I keep wishing for a Unix-like shell and utilities where `cat *.txt | grep foo` actually works the same as `grep foo *.txt`. PowerShell has pulled this off to some extent, which is cool, but it doesn't quite feel right to me compared to Bash.


I've made this point in the past, but I find it absolutely hilarious to see the number of kids these days who are rediscovering awk. Awk was dead; like dead-dead, totally useless legacy silliness, for decades. And the reason was that literally everything you could write in awk could be more easily and more powerfully expressed in perl. In a world where every system comes with perl and every admin knows perl, there's no room for awk.

But then... perl kinda died back. It's no longer default in many distros. Most new unix kids aren't learning it. Perl is the old weirdness.

And... in a world without perl, awk looks pretty cool I guess. But folks: perl is still there.


Awk has an enormous advantage over Perl: the Awk manual is short, and you can conceivably learn Awk just by reading the man page. If I go back years later and read an Awk program, I’m more likely to understand it. Using Perl for many tasks would be like using Matlab to add up a column of numbers. You can, but there’s also something to be said for just using a pocket calculator.


Heck, back in the mid-80s we wrote a stripped down awk as part of a 2nd year CS course. Can't do that with Perl.


I love Perl, but for one liners, awk is often easier to remember than something like Perl's autosplit. Awk is often faster too, for large data files, mawk especially.


Say i want to print the Nth column of programs output how easy it is compared to awk?


Heh, sure:

    perl -ne 'print((split())[1])'
While it's true that "{print $2}" is a little shorter, it's also quite limited. The perl syntax extends naturally to different delimeters (the first argument to split is a regex) or actions (maybe you don't want to print it and want to do some tiny string processing).

Essentially, you picked the One Single Task at which awk is best. And... it's only barely better, and only for the specific variant of the problem for which awk was designed.

Again, this argument was had and settled. No one in their right mind would have been caught writing an awk script in 1997. That doesn't mean awk is bad (it's software from the mid-70's!), it means it was superceded. And it's important for people interested in those sorts of problems to understand why it got replaced.


Very interesting! I would like to learn awk and this could come in handy.

I love emacs. These days I increasingly use it for more and more tasks from reading pdfs to writing notes to email. Despite this fact, something about the "doing X with emacs" is starting to bother me for some reason. It's hard to pin down why I feel this way, does anyone else have a similar experience?


I think so. I am a big emacser but I sometimes feel that trying to do everything in emacs is less elegant than having separate special-purpose tools, and leads to spending more time on configuration to integrate all the packages and manage all my frames.

◆ Complete the following:
A. From the awk discussion, set down everything from "I love Perl, but" down to "compared to awk?".
B. For each statement, answer yes or no on whether the awk discussion agrees, and quote the deciding words from it: (i) the Awk manual is short; (ii) perl is still the default in many distros; (iii) a stripped-down awk was written for a 2nd year CS course in the mid-90s.
C. According to the awk discussion, why was awk considered dead for decades?

◆ Entries supplied:

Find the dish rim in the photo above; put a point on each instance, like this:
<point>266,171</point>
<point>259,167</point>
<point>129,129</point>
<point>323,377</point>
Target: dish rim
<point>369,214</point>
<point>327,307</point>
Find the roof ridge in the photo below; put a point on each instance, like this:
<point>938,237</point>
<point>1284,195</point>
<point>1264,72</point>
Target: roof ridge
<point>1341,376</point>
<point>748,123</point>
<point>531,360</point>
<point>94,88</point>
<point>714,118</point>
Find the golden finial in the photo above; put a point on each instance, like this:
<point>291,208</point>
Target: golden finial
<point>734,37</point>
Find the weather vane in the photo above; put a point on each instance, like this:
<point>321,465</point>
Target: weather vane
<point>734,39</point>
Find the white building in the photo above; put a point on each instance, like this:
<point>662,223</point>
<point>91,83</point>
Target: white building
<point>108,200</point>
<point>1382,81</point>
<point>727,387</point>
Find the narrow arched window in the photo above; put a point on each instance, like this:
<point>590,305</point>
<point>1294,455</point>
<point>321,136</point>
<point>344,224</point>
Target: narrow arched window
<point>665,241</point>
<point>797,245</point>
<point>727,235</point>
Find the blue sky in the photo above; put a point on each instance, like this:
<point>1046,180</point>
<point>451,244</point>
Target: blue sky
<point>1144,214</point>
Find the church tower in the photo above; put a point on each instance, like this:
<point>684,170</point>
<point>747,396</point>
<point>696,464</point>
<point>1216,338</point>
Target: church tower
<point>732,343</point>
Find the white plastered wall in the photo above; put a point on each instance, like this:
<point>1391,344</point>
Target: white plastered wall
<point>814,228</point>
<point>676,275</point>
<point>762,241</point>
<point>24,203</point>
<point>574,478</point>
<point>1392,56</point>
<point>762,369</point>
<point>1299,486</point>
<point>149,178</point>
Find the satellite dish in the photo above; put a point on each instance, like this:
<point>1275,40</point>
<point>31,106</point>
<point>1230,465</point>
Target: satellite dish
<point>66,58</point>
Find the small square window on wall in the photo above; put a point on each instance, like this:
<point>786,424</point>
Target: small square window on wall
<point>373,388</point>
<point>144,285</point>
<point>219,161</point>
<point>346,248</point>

◆ Completed exercise:
A.
I love Perl, but for one liners, awk is often easier to remember than something like Perl's autosplit. Awk is often faster too, for large data files, mawk especially.


Say i want to print the Nth column of programs output how easy it is compared to awk?

B.
(i) Yes: "the Awk manual is short"
(ii) No: "It's no longer default in many distros."
(iii) No: "back in the mid-80s we wrote a stripped down awk as part of a 2nd year CS course"

C. Everything that could be written in awk could be expressed more easily and more powerfully in perl. Every system came with perl and every admin knew it, so there was no room left for awk.